Labeled point records:
+-------+
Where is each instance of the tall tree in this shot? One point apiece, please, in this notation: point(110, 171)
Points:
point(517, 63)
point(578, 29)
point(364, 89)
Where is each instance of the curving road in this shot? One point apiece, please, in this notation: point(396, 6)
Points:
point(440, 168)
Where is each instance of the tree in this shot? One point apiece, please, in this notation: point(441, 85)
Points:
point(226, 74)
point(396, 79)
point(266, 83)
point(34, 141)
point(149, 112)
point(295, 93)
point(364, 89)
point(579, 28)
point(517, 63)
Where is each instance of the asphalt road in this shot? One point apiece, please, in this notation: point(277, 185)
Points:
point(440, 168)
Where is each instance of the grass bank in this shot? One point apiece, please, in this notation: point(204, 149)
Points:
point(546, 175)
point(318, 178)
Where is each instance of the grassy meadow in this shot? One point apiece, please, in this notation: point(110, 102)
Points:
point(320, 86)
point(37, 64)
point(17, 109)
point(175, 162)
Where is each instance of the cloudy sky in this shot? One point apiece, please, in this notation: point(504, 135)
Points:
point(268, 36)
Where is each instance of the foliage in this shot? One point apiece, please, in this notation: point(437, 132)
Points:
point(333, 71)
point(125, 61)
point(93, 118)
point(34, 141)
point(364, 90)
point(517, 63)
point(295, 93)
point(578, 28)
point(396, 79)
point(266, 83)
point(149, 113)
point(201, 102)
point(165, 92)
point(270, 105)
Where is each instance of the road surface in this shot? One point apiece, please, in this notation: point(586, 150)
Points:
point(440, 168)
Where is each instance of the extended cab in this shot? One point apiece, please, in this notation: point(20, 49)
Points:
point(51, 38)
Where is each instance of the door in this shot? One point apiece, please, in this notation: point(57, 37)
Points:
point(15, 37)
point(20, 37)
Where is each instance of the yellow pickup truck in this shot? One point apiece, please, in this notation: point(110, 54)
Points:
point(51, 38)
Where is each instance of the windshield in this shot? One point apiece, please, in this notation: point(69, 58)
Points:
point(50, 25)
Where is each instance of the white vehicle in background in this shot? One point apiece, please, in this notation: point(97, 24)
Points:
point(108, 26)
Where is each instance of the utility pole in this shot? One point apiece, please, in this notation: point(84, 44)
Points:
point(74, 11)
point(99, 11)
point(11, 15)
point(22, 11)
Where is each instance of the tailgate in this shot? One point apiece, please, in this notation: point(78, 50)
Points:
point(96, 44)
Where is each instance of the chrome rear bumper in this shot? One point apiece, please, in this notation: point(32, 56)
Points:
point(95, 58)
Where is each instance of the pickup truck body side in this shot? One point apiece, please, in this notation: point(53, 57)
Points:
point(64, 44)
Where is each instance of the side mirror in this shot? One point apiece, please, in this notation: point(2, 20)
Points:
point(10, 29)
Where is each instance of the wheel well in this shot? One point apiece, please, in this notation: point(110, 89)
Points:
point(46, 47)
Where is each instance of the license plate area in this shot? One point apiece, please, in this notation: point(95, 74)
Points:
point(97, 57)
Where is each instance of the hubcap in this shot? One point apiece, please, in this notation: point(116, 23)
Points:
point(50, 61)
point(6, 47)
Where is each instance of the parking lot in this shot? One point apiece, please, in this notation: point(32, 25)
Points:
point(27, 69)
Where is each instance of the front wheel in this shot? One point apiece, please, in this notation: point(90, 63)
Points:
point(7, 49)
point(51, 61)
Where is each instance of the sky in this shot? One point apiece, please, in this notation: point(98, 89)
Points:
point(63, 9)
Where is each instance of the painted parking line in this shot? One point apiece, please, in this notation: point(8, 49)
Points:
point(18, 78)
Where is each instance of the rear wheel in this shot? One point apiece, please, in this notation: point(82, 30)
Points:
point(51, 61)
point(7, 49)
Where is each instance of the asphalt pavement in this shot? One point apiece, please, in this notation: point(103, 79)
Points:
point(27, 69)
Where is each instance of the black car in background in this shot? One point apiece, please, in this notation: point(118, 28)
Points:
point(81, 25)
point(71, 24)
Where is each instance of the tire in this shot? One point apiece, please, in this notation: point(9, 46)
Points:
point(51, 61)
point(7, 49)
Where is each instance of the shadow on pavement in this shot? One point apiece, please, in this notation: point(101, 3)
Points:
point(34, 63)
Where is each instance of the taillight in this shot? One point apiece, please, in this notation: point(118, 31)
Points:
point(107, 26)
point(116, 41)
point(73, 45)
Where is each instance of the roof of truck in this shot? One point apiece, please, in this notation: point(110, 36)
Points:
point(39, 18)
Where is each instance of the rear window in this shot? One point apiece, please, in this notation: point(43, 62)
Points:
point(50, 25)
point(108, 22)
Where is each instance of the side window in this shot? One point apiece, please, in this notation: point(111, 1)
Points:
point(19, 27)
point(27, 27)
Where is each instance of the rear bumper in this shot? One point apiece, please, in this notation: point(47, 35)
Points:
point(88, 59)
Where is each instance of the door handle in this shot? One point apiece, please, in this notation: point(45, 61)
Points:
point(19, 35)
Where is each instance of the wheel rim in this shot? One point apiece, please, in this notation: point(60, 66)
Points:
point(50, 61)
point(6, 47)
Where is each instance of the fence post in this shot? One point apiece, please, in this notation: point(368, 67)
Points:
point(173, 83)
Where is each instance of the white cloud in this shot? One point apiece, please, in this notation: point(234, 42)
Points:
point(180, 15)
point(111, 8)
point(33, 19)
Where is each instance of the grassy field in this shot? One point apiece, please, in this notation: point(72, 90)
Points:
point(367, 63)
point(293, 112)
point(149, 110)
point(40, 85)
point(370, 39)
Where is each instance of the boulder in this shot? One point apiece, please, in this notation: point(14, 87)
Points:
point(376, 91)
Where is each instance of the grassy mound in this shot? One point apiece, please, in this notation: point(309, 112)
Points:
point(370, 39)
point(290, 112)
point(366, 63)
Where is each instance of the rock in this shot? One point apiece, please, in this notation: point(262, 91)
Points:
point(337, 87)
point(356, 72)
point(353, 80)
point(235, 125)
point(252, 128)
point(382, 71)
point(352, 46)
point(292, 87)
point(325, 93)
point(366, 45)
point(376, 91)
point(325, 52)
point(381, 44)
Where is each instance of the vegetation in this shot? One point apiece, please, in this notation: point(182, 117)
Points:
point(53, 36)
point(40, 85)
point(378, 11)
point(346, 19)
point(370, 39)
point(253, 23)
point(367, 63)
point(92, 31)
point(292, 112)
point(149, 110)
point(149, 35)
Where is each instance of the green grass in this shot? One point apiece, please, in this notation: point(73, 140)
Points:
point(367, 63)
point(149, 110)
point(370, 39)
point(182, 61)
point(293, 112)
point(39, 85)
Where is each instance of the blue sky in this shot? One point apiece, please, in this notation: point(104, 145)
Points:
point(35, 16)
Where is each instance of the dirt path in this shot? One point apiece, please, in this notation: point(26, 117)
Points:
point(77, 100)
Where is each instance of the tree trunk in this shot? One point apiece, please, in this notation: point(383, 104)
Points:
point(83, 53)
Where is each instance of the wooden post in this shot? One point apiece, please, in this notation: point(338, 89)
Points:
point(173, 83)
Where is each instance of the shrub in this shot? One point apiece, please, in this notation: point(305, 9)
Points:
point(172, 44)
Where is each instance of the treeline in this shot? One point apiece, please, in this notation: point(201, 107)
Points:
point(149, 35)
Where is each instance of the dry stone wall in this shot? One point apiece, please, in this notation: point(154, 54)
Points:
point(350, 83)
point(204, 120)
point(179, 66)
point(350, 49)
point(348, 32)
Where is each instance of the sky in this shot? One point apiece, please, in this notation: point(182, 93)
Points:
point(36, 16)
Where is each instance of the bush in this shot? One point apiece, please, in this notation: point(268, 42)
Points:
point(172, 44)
+-------+
Could you render the data as a numbered list, from its first line through the line containing "point(318, 178)" (that line included) and leaving out any blank lines?

1. Where is each instance of the tall tree in this shot? One point apiece, please, in this notation: point(110, 171)
2. Points:
3. point(517, 63)
4. point(578, 29)
5. point(364, 89)
6. Where is each instance of the curving road in this shot? One point apiece, please, in this notation: point(396, 6)
7. Points:
8. point(440, 168)
9. Where is each instance of the tree in this shot? One point apiece, please, in this notation: point(441, 85)
10. Points:
11. point(226, 74)
12. point(396, 79)
13. point(266, 83)
14. point(34, 141)
15. point(149, 112)
16. point(295, 93)
17. point(364, 89)
18. point(579, 28)
19. point(517, 63)
20. Where is each instance of the asphalt road in this shot? One point apiece, please, in this notation: point(277, 185)
21. Points:
22. point(440, 168)
23. Where is each instance of the grass bank in this shot? One point apiece, please, in this notation: point(204, 149)
24. Points:
25. point(546, 175)
26. point(318, 178)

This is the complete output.